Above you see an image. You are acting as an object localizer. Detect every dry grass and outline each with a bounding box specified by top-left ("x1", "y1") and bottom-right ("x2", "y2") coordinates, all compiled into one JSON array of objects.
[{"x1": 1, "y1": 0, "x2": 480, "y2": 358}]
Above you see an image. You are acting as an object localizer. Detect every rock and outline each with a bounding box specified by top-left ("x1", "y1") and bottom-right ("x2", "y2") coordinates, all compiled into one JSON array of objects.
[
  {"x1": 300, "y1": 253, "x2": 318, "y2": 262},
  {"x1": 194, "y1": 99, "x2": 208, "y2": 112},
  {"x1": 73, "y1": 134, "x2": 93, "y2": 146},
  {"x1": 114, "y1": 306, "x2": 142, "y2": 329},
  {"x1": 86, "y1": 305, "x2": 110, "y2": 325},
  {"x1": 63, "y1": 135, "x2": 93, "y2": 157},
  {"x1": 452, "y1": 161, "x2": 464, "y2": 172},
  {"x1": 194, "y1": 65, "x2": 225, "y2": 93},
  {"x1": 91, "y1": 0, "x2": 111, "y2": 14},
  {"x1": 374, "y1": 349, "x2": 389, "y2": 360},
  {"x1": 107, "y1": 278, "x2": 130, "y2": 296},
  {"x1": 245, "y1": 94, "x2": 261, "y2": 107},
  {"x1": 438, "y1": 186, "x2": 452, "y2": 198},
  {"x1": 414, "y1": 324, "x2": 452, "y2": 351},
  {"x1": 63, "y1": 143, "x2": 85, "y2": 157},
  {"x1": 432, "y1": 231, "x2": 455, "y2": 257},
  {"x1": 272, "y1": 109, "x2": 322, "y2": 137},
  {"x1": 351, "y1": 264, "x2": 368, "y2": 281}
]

What is required: Write every line of the material out again exactly.

Answer:
Above you see an image. You are acting as an object localizer. Detect every dry grass and outline each with a bounding box specified by top-left ("x1", "y1") and bottom-right ("x2", "y2") coordinates, all compiled into one JSON array of objects.
[{"x1": 1, "y1": 0, "x2": 480, "y2": 358}]
Above you see an image. You are acting as an object localizer. Detect every rock and outline each with a bounding box specified by top-left ("x1", "y1") and bottom-right ("x2", "y2") coordinates, all compiled into one JSON array of objects.
[
  {"x1": 300, "y1": 253, "x2": 318, "y2": 262},
  {"x1": 194, "y1": 99, "x2": 208, "y2": 112},
  {"x1": 73, "y1": 134, "x2": 93, "y2": 146},
  {"x1": 114, "y1": 306, "x2": 142, "y2": 329},
  {"x1": 86, "y1": 305, "x2": 110, "y2": 325},
  {"x1": 63, "y1": 135, "x2": 93, "y2": 157},
  {"x1": 452, "y1": 161, "x2": 464, "y2": 172},
  {"x1": 194, "y1": 65, "x2": 225, "y2": 93},
  {"x1": 91, "y1": 0, "x2": 111, "y2": 14},
  {"x1": 374, "y1": 349, "x2": 389, "y2": 360},
  {"x1": 107, "y1": 278, "x2": 130, "y2": 296},
  {"x1": 245, "y1": 94, "x2": 261, "y2": 107},
  {"x1": 438, "y1": 186, "x2": 452, "y2": 198},
  {"x1": 414, "y1": 324, "x2": 452, "y2": 351},
  {"x1": 63, "y1": 143, "x2": 85, "y2": 157},
  {"x1": 432, "y1": 231, "x2": 455, "y2": 257},
  {"x1": 272, "y1": 109, "x2": 322, "y2": 137},
  {"x1": 351, "y1": 264, "x2": 368, "y2": 281}
]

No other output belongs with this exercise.